話し方のコツは……、笑う声と書いて“笑声(えごえ)”ですね。口角があがっているかどうかで、場の雰囲気は明るくも暗くもなります。私はそのために、鏡を置いて口角をチェックしながら、おしゃべりしているんですよ」

■たちまち「いいね」つく

 一方コンテンツでおすすめなのが、体験や学びを語るもの。無理なくしゃべれるテーマを選んで、とにかく一度配信してみることが大事だという。

「配信する人が熱心なリスナーであることも多い。いろいろ聞いて、積極的にコミュニケーションすると、自分の配信を聞きに来てくれるリスナーも増えることが多いですね」

#####

課題の目標
音声配信のコツを述べたこの本文を2文で要約すると、どうなりますか？

(保存済み項目)
#####

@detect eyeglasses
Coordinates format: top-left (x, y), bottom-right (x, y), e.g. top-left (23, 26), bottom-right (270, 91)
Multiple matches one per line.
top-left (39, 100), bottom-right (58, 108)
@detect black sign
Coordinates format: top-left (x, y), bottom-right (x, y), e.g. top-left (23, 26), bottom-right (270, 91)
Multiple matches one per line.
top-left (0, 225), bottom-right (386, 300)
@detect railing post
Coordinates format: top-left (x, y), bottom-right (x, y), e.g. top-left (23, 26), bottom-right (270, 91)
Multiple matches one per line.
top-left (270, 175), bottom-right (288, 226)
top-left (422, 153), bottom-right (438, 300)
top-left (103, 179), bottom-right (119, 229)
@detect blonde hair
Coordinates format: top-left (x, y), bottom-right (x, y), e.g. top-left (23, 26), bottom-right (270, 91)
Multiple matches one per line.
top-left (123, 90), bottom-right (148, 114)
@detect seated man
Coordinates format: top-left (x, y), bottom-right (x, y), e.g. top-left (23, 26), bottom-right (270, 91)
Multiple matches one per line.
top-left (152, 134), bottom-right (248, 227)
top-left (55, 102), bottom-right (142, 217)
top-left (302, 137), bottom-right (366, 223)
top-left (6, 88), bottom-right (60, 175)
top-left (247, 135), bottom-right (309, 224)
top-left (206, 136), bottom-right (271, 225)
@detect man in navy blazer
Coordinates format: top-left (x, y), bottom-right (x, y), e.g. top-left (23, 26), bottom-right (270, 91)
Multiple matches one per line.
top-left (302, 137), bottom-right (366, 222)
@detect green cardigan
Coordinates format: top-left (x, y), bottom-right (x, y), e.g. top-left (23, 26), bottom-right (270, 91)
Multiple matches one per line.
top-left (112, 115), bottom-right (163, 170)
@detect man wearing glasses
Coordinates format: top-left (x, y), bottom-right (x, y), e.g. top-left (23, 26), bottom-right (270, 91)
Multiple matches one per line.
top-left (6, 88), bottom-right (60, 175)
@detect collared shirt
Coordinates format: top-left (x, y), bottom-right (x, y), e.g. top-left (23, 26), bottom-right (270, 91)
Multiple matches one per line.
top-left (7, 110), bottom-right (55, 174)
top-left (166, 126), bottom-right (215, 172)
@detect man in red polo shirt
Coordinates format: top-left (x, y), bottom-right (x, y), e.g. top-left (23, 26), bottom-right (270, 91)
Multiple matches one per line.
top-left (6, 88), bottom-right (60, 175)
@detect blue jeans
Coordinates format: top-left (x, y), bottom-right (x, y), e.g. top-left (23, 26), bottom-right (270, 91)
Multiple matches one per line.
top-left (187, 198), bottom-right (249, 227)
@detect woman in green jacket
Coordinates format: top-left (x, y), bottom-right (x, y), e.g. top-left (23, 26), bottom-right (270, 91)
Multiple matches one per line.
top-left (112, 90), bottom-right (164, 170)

#####

この課題の解答
話し方のコツは笑う声と書く「笑声（えごえ）」で、口角が上がっているかどうかで場の雰囲気は明るくも暗くもなる。コンテンツは体験や学びを語るものがおすすめで、無理なく話せるテーマでまず一度配信してみることが大事であり、いろいろ聞いて積極的にコミュニケーションすると、自分の配信を聞きに来てくれるリスナーも増えることが多い。